╭──
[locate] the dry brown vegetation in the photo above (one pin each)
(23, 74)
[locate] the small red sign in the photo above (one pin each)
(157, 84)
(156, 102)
╰──
● **The exercise**:
Put the records above into a numbered list, omitting any blank lines.

● **Worked solution**:
1. [locate] the dry brown vegetation in the photo above (one pin each)
2. (23, 74)
3. [locate] the small red sign in the photo above (one pin each)
4. (157, 84)
5. (156, 102)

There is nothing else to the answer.